Extracted entries:
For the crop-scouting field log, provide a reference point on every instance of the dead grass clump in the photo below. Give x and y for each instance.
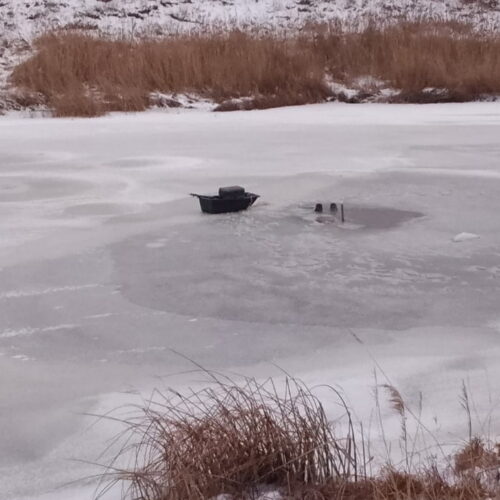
(240, 439)
(232, 439)
(424, 61)
(475, 455)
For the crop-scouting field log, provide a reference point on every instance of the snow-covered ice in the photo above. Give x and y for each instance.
(106, 264)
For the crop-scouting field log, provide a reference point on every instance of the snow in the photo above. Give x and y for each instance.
(21, 22)
(106, 265)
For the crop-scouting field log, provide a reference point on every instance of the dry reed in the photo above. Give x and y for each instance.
(238, 439)
(80, 73)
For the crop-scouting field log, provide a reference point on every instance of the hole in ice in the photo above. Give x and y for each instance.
(359, 216)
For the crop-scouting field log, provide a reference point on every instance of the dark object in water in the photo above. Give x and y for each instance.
(229, 199)
(232, 192)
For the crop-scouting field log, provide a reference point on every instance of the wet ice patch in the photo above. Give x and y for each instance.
(465, 237)
(160, 243)
(19, 188)
(360, 216)
(101, 209)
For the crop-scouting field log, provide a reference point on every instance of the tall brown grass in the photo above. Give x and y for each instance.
(82, 73)
(239, 439)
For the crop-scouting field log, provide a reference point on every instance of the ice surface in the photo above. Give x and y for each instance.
(106, 264)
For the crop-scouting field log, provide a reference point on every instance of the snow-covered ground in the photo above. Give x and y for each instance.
(22, 21)
(106, 264)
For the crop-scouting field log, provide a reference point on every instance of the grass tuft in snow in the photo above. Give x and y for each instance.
(239, 439)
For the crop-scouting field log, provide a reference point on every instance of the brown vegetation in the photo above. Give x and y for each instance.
(81, 73)
(243, 439)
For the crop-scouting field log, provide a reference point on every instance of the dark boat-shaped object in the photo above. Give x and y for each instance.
(229, 199)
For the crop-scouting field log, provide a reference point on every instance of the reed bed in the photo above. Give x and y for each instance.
(241, 439)
(81, 73)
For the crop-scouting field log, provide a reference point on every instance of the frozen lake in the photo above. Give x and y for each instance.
(106, 264)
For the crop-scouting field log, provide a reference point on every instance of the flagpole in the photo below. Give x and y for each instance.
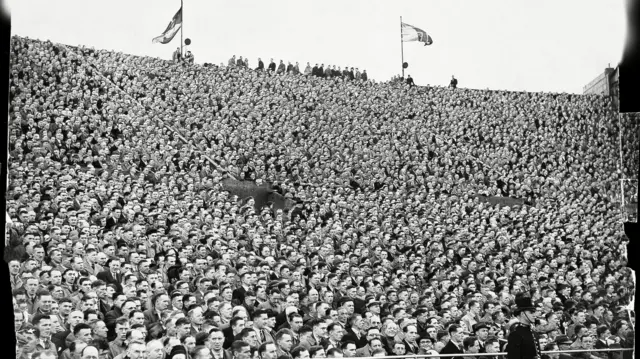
(401, 48)
(181, 28)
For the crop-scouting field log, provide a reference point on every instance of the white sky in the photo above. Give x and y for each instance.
(542, 45)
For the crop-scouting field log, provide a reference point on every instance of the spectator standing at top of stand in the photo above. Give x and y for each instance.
(177, 56)
(454, 82)
(410, 80)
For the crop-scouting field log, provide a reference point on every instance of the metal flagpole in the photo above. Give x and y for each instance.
(181, 28)
(401, 48)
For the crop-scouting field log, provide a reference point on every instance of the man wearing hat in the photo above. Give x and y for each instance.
(564, 343)
(373, 306)
(481, 331)
(521, 342)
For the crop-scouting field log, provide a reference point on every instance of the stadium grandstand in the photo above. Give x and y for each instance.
(410, 219)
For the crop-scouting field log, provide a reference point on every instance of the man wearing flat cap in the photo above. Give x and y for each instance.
(481, 331)
(521, 343)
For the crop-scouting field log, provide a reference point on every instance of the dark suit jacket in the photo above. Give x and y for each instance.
(150, 317)
(58, 340)
(107, 277)
(110, 321)
(364, 351)
(410, 349)
(239, 294)
(228, 337)
(351, 335)
(451, 348)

Problem to work on: Starting at the line that contains "man wearing hat", write out every line to the end of the entries, exactly as given.

Complete output:
For the crop-scouting field log, provide a reference point on every instance of the man wearing hat in the photo above. Give x and y for each instance.
(564, 343)
(373, 306)
(481, 331)
(521, 342)
For the crop-scouting field log, provide a reference point on every instance of the stadium grandstand in the photo above. Give x and y for each instance.
(410, 219)
For the crop-scouting field log, provide a reference point on every instance of the man wearing flat cap in the photo above. Give x and y for each instance.
(481, 331)
(521, 343)
For the crop-scouting field log, provide a reference point on every instance of the dark suit jacket in the photo above. Give x and y for each instance.
(150, 317)
(58, 340)
(107, 277)
(110, 321)
(364, 351)
(410, 349)
(239, 294)
(228, 337)
(351, 335)
(451, 348)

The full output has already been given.